◆ Items from a data source ◆

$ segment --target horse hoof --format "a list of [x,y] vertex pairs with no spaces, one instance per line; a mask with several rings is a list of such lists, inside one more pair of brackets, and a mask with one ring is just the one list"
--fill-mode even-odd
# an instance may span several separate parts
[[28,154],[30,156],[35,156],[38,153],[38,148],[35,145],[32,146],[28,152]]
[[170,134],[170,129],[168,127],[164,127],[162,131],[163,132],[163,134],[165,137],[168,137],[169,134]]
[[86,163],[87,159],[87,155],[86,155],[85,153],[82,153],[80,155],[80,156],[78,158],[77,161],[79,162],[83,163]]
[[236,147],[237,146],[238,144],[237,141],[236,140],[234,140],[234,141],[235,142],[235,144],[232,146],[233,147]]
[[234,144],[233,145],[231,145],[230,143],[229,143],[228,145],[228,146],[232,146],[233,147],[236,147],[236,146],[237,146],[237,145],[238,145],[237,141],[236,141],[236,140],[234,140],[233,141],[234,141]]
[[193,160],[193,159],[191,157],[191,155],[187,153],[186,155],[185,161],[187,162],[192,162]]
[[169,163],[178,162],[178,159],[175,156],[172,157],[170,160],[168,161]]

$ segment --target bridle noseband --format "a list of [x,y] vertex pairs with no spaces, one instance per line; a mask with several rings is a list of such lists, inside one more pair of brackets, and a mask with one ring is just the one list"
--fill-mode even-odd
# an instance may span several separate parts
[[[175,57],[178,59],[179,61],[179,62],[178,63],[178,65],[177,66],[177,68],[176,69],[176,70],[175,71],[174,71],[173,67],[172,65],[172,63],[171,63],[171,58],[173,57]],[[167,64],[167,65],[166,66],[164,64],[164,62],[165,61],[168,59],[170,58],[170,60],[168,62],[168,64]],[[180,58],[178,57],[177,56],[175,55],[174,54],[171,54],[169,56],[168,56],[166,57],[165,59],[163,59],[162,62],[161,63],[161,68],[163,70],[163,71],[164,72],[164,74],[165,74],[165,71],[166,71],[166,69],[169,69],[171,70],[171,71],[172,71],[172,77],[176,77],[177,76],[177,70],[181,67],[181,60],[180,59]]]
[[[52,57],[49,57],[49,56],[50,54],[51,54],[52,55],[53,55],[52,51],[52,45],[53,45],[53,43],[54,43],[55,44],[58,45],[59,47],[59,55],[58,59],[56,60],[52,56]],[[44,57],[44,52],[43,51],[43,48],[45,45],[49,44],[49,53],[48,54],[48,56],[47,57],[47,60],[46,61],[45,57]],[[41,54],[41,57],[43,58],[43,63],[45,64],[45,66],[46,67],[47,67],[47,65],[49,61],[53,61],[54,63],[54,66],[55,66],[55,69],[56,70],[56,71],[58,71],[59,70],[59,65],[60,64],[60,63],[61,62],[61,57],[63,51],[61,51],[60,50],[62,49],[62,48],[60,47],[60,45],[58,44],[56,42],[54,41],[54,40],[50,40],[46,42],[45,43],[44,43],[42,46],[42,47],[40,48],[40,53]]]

◆ REQUIRED TASK ◆
Starting at the line containing "segment --target bridle" and going through the end of the material, write out that part again with its requests. Shift every polygon vertex coordinate in the outlines by adding 37 to it.

◆ EXERCISE RESULT ◆
$ segment --target bridle noseband --format "a list of [x,y] vertex pairs with no spaces, one instance per line; a mask with several rings is a list of such lists, inside one more pair of brackets, and a mask with one ring is just the one list"
--fill-mode even-odd
# an instance may span several separate parts
[[[212,94],[215,96],[216,98],[216,99],[215,100],[215,102],[214,103],[214,105],[213,106],[213,107],[212,108],[211,108],[210,104],[209,102],[209,100],[208,100],[208,95],[210,94]],[[204,101],[204,102],[203,103],[201,101],[201,99],[202,98],[205,96],[207,95],[207,97],[205,99],[205,101]],[[217,95],[215,94],[214,93],[212,92],[211,91],[208,91],[206,93],[205,93],[203,94],[202,96],[200,96],[199,99],[198,100],[198,105],[200,107],[200,108],[201,109],[201,111],[202,111],[202,108],[203,108],[203,106],[206,106],[208,107],[208,108],[209,108],[209,114],[213,114],[214,113],[214,107],[218,104],[218,97],[217,96]]]
[[[89,94],[86,94],[86,93],[87,91],[88,91],[89,92],[90,92],[89,88],[89,82],[90,82],[90,80],[91,80],[92,81],[95,82],[96,84],[96,92],[95,96],[93,97],[89,93]],[[81,94],[81,89],[80,88],[80,85],[82,82],[86,81],[86,90],[85,91],[85,93],[84,94],[84,97],[83,98],[82,94]],[[78,91],[78,94],[80,95],[80,100],[82,101],[82,103],[83,104],[84,104],[84,102],[86,98],[90,98],[91,100],[91,103],[92,103],[92,106],[93,107],[93,108],[95,108],[96,107],[96,102],[97,101],[97,100],[98,99],[98,94],[100,88],[98,88],[97,87],[99,86],[99,85],[97,84],[97,82],[95,81],[93,79],[91,78],[91,77],[87,77],[83,79],[82,80],[81,80],[79,83],[79,84],[77,85],[77,90]]]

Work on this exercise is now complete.